■ **Written problem**
Please print the full listing exactly.
------ Records for this task
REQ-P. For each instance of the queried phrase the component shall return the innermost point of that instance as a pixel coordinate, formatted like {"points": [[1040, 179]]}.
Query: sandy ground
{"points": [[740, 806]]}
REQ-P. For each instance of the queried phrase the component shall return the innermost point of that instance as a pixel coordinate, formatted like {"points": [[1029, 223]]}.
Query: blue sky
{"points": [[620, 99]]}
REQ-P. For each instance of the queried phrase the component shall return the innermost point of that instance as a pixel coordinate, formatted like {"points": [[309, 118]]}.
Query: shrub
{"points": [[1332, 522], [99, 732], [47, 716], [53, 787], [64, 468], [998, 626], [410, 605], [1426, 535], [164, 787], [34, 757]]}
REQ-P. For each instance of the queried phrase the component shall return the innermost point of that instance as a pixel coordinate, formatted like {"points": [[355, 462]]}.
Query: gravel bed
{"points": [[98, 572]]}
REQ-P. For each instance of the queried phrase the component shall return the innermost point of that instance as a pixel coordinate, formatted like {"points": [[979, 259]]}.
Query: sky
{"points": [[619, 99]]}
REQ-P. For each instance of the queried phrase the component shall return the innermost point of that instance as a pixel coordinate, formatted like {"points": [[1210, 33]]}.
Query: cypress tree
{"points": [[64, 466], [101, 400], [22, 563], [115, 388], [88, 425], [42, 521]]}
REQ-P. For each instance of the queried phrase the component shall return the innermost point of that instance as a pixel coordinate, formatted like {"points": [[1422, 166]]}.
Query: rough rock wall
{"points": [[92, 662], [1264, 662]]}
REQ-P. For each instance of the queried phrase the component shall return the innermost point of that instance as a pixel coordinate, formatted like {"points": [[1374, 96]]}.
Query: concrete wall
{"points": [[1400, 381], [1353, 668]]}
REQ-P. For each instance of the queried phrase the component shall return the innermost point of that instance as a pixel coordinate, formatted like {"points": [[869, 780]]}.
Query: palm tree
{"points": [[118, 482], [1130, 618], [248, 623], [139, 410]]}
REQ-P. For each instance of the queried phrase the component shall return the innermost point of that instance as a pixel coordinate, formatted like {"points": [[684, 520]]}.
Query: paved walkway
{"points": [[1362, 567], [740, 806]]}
------------
■ **Response to the exercise**
REQ-P. For each instance of the queried phrase the component shall return the innermost point of that instance as a pixel coordinate, formatted like {"points": [[1040, 179]]}.
Query: sandy ground
{"points": [[740, 806]]}
REQ-P. For each instance of the queried phrase the component shall return the innermost point of that instance as a pixel coordinate, formatted like {"points": [[1029, 223]]}.
Query: blue sky
{"points": [[620, 99]]}
REQ-P. For each instance of the queried phrase the component shall return the innermost point of that instance as a pixel coordinate, formatted like {"points": [[309, 118]]}.
Query: shrub
{"points": [[1332, 522], [99, 732], [47, 716], [53, 787], [64, 468], [998, 626], [410, 605], [1426, 535], [164, 787], [34, 757]]}
REQ-P. For each instance of the queried phrase the component shall return the innermost point of that instance as a pixel coordinate, formatted like {"points": [[355, 462]]}.
Query: gravel bed
{"points": [[98, 572]]}
REQ-P. For each instance of the queried phrase the component shall return the innermost point of that instance as a pixel coordinate, formatted like {"points": [[979, 259]]}.
Query: sky
{"points": [[619, 99]]}
REQ-P. For each instance of the queried phrase the component shall return the innermost point of that instance as a pixel coordinate, formatted like {"points": [[1210, 33]]}.
Query: cypress tree
{"points": [[64, 466], [101, 400], [22, 563], [115, 388], [88, 425], [42, 521]]}
REQ-P. For each instance of the queried phrase the component shall return the innermost point of that instance as a pixel coordinate, formatted like {"points": [[1422, 166]]}.
Query: rough rock wall
{"points": [[92, 662], [1264, 662]]}
REQ-P. For each instance of the queried phrase the component shall return the innermost point of that instance as a pixel coordinate, formatted like {"points": [[1374, 96]]}.
Query: concrete wall
{"points": [[1400, 381], [1353, 668]]}
REQ-P. For each instance of the queried phrase the component shall return the innermost point of that instance as a pixel coordinate, formatted like {"points": [[869, 780]]}.
Query: palm tree
{"points": [[118, 482], [1130, 618], [248, 623], [139, 410]]}
REQ-P. For each instance of the queried phrase the component shall return the innermost point of that instance as a pixel coordinate, formatted like {"points": [[684, 520]]}.
Query: paved walkway
{"points": [[1362, 567], [740, 806]]}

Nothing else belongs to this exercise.